ABOUT THIS EXERCISE
Every line of the material below that holds the string "item" should be copied.
--------------------------------------------------
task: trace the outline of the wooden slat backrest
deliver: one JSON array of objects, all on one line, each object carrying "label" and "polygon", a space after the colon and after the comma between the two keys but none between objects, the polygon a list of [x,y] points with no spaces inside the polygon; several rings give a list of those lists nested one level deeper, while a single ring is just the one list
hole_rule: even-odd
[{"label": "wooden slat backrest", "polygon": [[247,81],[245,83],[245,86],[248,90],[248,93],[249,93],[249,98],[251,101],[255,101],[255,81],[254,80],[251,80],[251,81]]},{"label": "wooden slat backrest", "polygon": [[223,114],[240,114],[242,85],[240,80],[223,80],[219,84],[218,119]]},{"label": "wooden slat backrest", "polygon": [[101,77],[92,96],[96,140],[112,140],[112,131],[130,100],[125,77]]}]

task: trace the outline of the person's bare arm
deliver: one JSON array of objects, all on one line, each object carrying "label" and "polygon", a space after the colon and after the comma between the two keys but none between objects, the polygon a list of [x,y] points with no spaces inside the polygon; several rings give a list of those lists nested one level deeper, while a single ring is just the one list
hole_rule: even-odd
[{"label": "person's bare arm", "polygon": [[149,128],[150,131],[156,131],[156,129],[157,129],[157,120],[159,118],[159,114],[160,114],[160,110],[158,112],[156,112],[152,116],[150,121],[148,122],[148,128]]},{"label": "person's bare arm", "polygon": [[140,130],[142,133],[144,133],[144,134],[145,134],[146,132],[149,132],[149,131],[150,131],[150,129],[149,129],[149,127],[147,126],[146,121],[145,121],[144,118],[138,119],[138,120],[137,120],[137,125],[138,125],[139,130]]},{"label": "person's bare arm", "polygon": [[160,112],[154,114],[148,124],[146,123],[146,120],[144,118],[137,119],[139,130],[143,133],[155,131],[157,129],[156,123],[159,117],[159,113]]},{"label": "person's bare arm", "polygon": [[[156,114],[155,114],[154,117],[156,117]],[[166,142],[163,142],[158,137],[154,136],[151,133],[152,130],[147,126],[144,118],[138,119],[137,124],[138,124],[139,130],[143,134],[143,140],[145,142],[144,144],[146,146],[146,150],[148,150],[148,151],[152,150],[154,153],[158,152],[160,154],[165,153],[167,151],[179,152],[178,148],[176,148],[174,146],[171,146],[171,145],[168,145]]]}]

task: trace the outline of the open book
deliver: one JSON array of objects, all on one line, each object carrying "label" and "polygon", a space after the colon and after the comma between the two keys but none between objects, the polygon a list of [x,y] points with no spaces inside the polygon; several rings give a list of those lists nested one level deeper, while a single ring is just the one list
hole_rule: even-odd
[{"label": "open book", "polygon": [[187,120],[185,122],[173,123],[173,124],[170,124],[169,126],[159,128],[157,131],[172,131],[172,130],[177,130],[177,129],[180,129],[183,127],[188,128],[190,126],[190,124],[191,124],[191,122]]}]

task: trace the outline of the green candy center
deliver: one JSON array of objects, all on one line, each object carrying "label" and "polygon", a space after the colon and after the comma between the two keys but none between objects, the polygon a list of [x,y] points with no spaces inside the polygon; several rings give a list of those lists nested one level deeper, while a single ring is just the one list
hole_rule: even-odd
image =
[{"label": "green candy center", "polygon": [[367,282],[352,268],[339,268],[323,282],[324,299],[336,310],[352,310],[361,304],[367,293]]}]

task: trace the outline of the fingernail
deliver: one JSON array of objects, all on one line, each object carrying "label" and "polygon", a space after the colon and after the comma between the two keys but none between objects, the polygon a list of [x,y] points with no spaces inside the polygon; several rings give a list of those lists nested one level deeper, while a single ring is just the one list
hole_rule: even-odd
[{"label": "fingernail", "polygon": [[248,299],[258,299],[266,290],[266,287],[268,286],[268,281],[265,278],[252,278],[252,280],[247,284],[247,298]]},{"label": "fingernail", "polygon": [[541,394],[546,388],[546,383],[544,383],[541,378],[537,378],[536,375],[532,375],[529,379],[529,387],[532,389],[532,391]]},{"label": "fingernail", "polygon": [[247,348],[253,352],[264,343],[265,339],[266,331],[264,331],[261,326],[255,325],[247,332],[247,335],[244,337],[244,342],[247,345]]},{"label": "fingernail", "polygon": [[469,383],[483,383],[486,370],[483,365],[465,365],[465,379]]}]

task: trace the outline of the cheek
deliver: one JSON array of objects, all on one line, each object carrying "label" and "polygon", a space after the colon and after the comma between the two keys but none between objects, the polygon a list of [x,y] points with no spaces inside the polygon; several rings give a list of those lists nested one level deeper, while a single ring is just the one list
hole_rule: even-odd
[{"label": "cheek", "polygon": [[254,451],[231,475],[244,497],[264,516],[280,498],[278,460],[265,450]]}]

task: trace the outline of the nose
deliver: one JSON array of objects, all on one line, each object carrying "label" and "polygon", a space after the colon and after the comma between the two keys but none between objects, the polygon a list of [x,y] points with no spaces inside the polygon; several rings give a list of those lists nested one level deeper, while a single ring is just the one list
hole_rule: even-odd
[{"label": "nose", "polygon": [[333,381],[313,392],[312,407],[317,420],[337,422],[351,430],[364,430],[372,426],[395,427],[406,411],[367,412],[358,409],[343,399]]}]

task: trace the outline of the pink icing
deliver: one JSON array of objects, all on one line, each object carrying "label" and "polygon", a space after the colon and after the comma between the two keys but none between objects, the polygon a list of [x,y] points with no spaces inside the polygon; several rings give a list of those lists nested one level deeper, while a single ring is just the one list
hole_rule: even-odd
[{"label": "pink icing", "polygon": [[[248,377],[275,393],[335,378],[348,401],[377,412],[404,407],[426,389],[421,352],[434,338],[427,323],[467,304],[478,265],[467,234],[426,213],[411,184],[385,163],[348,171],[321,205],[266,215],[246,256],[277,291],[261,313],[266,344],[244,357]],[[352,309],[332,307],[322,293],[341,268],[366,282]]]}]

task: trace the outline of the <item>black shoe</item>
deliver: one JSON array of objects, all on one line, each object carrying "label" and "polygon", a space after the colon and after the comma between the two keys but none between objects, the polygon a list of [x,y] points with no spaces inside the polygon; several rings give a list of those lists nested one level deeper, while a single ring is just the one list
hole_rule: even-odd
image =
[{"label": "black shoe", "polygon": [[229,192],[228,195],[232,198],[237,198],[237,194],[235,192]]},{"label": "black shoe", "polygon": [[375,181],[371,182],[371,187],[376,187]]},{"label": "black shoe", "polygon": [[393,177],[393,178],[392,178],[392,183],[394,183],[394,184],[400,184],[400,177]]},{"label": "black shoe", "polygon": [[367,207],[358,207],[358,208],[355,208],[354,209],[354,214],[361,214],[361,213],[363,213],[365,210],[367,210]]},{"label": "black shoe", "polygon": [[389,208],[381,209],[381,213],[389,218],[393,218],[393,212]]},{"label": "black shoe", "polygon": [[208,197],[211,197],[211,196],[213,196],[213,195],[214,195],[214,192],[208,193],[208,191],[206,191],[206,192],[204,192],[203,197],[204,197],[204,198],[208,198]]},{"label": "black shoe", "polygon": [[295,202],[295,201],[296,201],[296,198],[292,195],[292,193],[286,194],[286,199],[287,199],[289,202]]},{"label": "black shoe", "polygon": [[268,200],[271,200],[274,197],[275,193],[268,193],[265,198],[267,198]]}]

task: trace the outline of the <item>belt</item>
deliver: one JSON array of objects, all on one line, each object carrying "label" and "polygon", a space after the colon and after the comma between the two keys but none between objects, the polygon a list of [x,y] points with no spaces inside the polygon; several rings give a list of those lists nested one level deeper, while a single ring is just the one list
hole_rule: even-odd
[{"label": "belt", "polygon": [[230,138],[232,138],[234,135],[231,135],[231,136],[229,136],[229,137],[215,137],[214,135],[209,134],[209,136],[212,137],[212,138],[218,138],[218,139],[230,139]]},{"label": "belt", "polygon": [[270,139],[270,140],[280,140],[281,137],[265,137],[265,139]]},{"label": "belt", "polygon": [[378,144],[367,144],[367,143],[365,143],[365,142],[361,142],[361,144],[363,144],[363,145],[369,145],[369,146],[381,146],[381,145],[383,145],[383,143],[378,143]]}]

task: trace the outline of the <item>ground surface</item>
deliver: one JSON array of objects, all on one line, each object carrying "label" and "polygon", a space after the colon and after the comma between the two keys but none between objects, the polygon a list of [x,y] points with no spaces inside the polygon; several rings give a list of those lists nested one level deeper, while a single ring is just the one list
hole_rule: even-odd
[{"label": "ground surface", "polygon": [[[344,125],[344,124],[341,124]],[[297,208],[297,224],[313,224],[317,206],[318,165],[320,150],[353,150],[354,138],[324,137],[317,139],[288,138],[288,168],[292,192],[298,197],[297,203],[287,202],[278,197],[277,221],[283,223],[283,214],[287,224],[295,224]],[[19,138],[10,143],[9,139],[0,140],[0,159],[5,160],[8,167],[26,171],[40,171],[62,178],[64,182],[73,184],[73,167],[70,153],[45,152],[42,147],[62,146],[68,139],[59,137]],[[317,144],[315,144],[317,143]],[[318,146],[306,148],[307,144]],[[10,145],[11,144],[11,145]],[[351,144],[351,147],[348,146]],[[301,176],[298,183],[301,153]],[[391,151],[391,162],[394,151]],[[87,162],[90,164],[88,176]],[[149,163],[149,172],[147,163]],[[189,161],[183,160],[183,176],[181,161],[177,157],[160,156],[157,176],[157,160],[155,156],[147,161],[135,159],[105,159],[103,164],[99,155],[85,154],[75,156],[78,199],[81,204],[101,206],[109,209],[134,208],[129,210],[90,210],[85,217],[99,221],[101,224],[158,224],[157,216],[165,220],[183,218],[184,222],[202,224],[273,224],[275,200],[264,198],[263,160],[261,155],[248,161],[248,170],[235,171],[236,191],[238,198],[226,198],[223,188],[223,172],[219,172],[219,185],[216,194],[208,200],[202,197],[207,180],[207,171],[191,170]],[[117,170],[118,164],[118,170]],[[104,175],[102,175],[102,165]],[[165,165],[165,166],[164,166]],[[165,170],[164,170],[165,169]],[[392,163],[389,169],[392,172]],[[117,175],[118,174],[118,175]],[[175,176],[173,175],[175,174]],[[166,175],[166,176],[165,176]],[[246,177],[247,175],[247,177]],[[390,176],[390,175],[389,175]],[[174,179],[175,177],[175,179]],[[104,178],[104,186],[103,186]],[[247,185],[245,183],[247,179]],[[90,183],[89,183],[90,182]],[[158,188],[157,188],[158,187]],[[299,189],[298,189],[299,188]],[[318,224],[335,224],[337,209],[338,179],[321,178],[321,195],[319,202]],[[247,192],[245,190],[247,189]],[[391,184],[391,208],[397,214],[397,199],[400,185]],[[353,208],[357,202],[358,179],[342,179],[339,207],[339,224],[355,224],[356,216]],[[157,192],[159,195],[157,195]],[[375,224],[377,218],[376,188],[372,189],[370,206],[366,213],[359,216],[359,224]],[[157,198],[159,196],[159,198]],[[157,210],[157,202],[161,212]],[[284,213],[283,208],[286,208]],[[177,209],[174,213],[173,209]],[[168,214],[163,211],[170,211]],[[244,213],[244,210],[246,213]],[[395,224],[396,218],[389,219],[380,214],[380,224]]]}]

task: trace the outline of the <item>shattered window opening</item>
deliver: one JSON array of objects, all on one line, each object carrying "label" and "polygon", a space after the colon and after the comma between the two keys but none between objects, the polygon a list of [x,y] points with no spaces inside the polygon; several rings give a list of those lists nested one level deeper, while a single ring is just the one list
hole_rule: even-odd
--------------------------------------------------
WRITTEN SOLUTION
task: trace the outline of the <item>black shoe</item>
task: trace the outline of the <item>belt</item>
task: trace the outline of the <item>ground surface</item>
task: trace the outline of the <item>shattered window opening</item>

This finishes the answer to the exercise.